→ REQUIRED TASK A
Rewrite everything from "The fundamental rule" down to "should be rejected." in the passage on costs in planning appeals, putting "appointed Inspector" wherever "Planning Inspector" appears.
→ REQUIRED TASK B
Using the passage on costs in planning appeals, mark each statement yes or no, quoting the words that settle it: (i) Each party to a Planning Appeal normally bears its own costs. (ii) Costs applications most usually go first to the Secretary of State. (iii) The costs rule covers only appeals decided at an inquiry.
→ REQUIRED TASK C
Translate this sentence from the passage on costs in planning appeals into Spanish: "Otherwise, the costs award would be punitive, rather than compensatory, which is the general principle."

+++ SOURCE EXCERPT

It’s a basic cornerstone of our legal system that each party to a Planning Appeal bears its own costs and legal expenses. As we all know, however, there are a number of exceptions to every rule. And one of those is that an application for costs may be made where one party has behaved or acted unreasonably.

The fundamental rule is that any application for costs can be made to the Planning Inspector, or potentially to the Secretary of State. Because of immediacy and ease of applying, it is more usual that the Planning Inspector is the initial recipient of any costs application, upon appeal.

Of course, there are certain criteria that must be considered, when contemplating any application for costs. Firstly, it should normally be shown that the unreasonable behaviour caused another party to incur unnecessary expense. Otherwise, the costs award would be punitive, rather than compensatory, which is the general principle. Equally, any determination by the Court may be for the whole or a part of the costs, the subject of the application. In this regard, the Court may decide on the facts what is allowable and what should be rejected.

Moreover, this rule applies to all planning appeals, whether determined by written submissions, a hearing or an inquiry. Having said that, the cases most commonly heard are appeals against the refusal of planning permission, or the issue of an enforcement notice.

In order for the application to succeed, three conditions must be satisfied, as follows:
(i) Application for costs must have been made at the appropriate time
(ii) A party must have behaved unreasonably
(iii) The unreasonable behaviour must have caused the applicant for costs to have incurred or wasted expense unreasonably

This latter condition is the basis upon which the whole application will fail or succeed. Namely, that there must have been a quantifiable loss, suffered by one of the parties.

++++++
+++ COLLECTED DATA

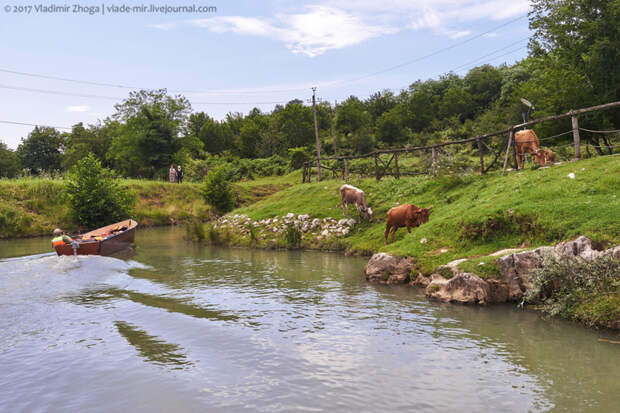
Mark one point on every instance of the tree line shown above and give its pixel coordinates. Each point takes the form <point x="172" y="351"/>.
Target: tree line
<point x="573" y="62"/>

++++++

→ CORRECT ANSWER A
The fundamental rule is that any application for costs can be made to the appointed Inspector, or potentially to the Secretary of State. Because of immediacy and ease of applying, it is more usual that the appointed Inspector is the initial recipient of any costs application, upon appeal.

Of course, there are certain criteria that must be considered, when contemplating any application for costs. Firstly, it should normally be shown that the unreasonable behaviour caused another party to incur unnecessary expense. Otherwise, the costs award would be punitive, rather than compensatory, which is the general principle. Equally, any determination by the Court may be for the whole or a part of the costs, the subject of the application. In this regard, the Court may decide on the facts what is allowable and what should be rejected.

→ CORRECT ANSWER B
(i) Yes: "each party to a Planning Appeal bears its own costs and legal expenses"
(ii) No: "it is more usual that the Planning Inspector is the initial recipient of any costs application"
(iii) No: "this rule applies to all planning appeals, whether determined by written submissions, a hearing or an inquiry"

→ CORRECT ANSWER C
De lo contrario, la condena en costas sería punitiva, en lugar de compensatoria, que es el principio general.